## Records in a dataset
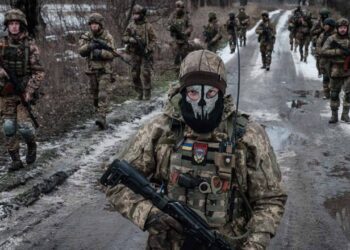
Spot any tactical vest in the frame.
[167,117,248,228]
[0,37,31,95]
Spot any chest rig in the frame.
[0,37,30,95]
[168,115,248,228]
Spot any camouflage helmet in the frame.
[88,12,104,28]
[208,12,216,19]
[323,17,337,28]
[337,18,349,28]
[4,9,28,27]
[132,4,147,16]
[319,8,331,16]
[175,1,185,8]
[179,50,227,94]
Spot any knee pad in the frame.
[331,91,339,101]
[2,119,16,137]
[18,122,35,141]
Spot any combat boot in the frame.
[8,150,24,172]
[26,140,36,164]
[340,107,350,122]
[145,89,151,101]
[328,109,338,123]
[95,115,107,130]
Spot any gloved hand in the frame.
[92,49,102,60]
[145,208,184,249]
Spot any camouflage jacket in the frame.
[237,12,250,28]
[78,29,115,73]
[320,33,350,77]
[0,33,45,95]
[168,11,193,43]
[123,20,157,56]
[226,18,240,35]
[203,21,222,44]
[107,91,287,249]
[255,20,276,43]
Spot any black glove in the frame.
[92,49,102,60]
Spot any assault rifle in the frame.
[92,38,131,66]
[100,160,233,250]
[330,40,350,72]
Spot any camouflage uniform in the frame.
[226,13,240,53]
[295,11,312,62]
[0,9,44,171]
[168,1,193,65]
[255,12,276,70]
[203,12,222,53]
[79,13,115,129]
[123,5,156,100]
[107,50,286,250]
[315,18,335,99]
[237,7,250,47]
[311,8,330,75]
[320,18,350,123]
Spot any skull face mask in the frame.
[180,85,224,133]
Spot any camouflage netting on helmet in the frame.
[4,9,28,26]
[179,50,227,94]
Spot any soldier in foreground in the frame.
[237,7,250,47]
[0,9,44,171]
[168,1,193,65]
[123,4,156,100]
[320,18,350,123]
[316,18,336,99]
[203,12,222,53]
[79,13,115,130]
[226,12,239,54]
[107,50,286,250]
[255,11,276,71]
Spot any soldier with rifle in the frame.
[255,11,276,71]
[123,4,157,100]
[320,18,350,123]
[168,1,193,65]
[0,9,45,171]
[79,13,115,130]
[101,50,286,250]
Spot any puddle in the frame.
[287,99,308,109]
[324,192,350,240]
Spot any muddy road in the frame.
[0,8,350,250]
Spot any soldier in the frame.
[295,9,312,62]
[288,6,303,52]
[203,12,222,53]
[237,7,250,47]
[255,11,276,71]
[168,1,193,65]
[311,8,331,77]
[320,18,350,123]
[79,13,115,130]
[316,18,336,99]
[123,4,156,100]
[107,50,286,250]
[0,9,44,171]
[226,12,239,54]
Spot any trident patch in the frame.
[192,142,208,166]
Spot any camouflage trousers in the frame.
[260,42,273,66]
[0,95,35,152]
[171,41,190,65]
[89,72,112,117]
[295,35,311,60]
[330,77,350,109]
[228,34,237,52]
[131,55,153,92]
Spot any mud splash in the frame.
[324,192,350,240]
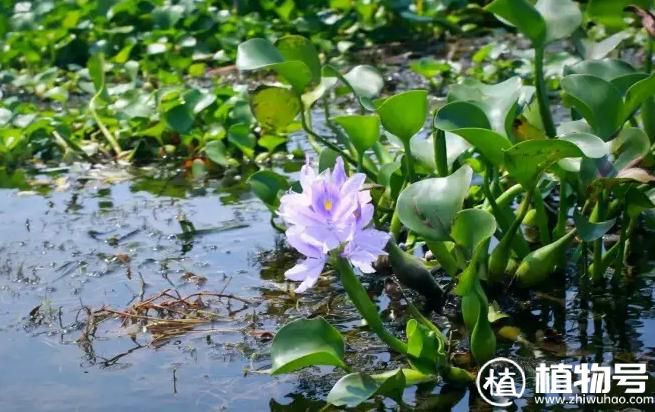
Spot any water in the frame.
[0,162,655,411]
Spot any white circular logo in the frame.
[475,358,525,407]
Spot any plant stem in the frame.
[433,129,449,177]
[333,255,407,354]
[403,140,416,183]
[591,191,605,283]
[298,96,377,182]
[534,46,557,137]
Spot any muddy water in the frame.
[0,162,655,411]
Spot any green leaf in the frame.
[236,38,284,70]
[275,35,321,83]
[561,74,623,141]
[434,101,512,167]
[250,87,300,131]
[236,38,320,94]
[620,73,655,123]
[581,31,630,60]
[485,0,547,46]
[271,317,346,375]
[334,115,380,154]
[558,132,609,172]
[227,123,256,158]
[535,0,582,43]
[573,209,616,242]
[610,127,650,171]
[326,369,406,408]
[448,77,534,137]
[378,90,428,142]
[163,104,195,134]
[565,59,635,82]
[205,140,230,167]
[450,209,496,256]
[318,147,340,173]
[396,166,473,240]
[248,170,290,212]
[505,139,584,190]
[406,319,439,374]
[586,0,652,31]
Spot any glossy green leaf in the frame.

## What you have to do
Rewrite the lines above, putting "in the image" wherever "in the frame" occurs and keeping everything else the same. Leave the pictures out of your answer.

## Complete output
Spot any tactical vest in the image.
[167,117,248,228]
[0,37,31,95]
Spot any chest rig in the image.
[0,37,30,95]
[168,115,248,228]
Spot any camouflage helmet in the image.
[88,12,104,28]
[208,12,216,19]
[323,17,337,28]
[337,18,349,28]
[4,9,28,27]
[132,4,147,16]
[319,8,331,16]
[175,1,185,8]
[179,50,227,94]
Spot any knee pad in the image.
[331,91,339,101]
[2,119,16,137]
[18,122,35,141]
Spot any combat boot in the image.
[8,150,24,172]
[26,140,36,164]
[340,107,350,122]
[145,89,151,101]
[328,109,338,123]
[95,115,107,130]
Spot any gloved hand in the image.
[92,49,102,60]
[145,208,184,249]
Spot any camouflage jacket in the image.
[237,12,250,28]
[78,29,115,73]
[320,33,350,77]
[0,33,45,95]
[168,11,193,43]
[123,20,157,56]
[226,18,240,35]
[203,21,222,44]
[107,91,287,249]
[255,20,276,43]
Spot any black glove in the image.
[92,49,102,60]
Spot any assault rifle in the image.
[92,38,131,66]
[100,160,233,250]
[330,40,350,72]
Spot any camouflage uniform in the image.
[226,13,240,53]
[295,11,312,62]
[0,9,44,171]
[168,1,193,65]
[255,12,276,70]
[203,12,222,53]
[79,13,115,129]
[123,5,156,100]
[107,50,286,250]
[315,18,335,99]
[237,7,250,47]
[311,8,330,75]
[320,18,350,123]
Spot any skull face mask in the image.
[180,85,224,133]
Spot any camouflage netting on helmet in the image.
[4,9,28,26]
[179,50,227,94]
Spot any soldier in foreground in the image.
[237,7,250,47]
[0,9,44,171]
[168,1,193,65]
[123,4,156,100]
[320,18,350,123]
[316,18,336,99]
[203,12,222,53]
[79,13,115,130]
[226,12,239,54]
[107,50,286,250]
[255,11,276,71]
Spot any soldier with rifle in the image.
[255,11,276,71]
[123,4,157,100]
[320,18,350,123]
[168,1,193,65]
[0,9,45,171]
[79,13,115,130]
[101,50,286,250]
Spot any puddle in the image.
[287,99,308,109]
[324,192,350,240]
Spot any muddy road in the image.
[0,8,350,250]
Spot any soldier in the image.
[295,9,312,62]
[288,6,303,52]
[203,12,222,53]
[237,7,250,47]
[255,11,276,71]
[168,1,193,65]
[311,8,331,77]
[320,18,350,123]
[79,13,115,130]
[316,18,336,99]
[123,4,156,100]
[107,50,286,250]
[0,9,44,171]
[226,12,239,54]
Spot any trident patch in the image.
[192,142,208,166]
Spot any camouflage trousers in the image.
[260,42,273,66]
[0,95,35,152]
[171,41,190,65]
[89,72,112,117]
[295,35,311,60]
[330,77,350,109]
[228,34,237,52]
[131,55,153,92]
Spot any mud splash in the image.
[324,192,350,240]
Spot any water in the image.
[0,162,655,411]
Spot any white circular logo in the image.
[475,358,525,407]
Spot any plant stem in the image.
[433,129,449,177]
[333,255,407,354]
[403,140,416,183]
[591,191,605,283]
[298,96,377,182]
[534,46,557,137]
Spot any muddy water in the image.
[0,162,655,411]
Spot any green leaf in the image.
[236,38,284,70]
[275,35,321,83]
[561,74,623,141]
[434,101,512,167]
[250,87,300,131]
[236,38,320,94]
[620,73,655,123]
[581,31,630,60]
[485,0,547,46]
[271,317,346,375]
[334,115,380,154]
[558,132,609,172]
[227,123,256,158]
[535,0,582,43]
[573,209,616,242]
[610,127,650,171]
[326,369,406,408]
[448,77,534,137]
[378,90,428,142]
[163,104,195,134]
[565,59,635,82]
[205,140,230,167]
[450,209,496,256]
[318,147,340,173]
[396,166,473,240]
[248,170,290,212]
[505,139,584,190]
[406,319,439,374]
[586,0,652,31]
Spot any glossy green leaf in the image.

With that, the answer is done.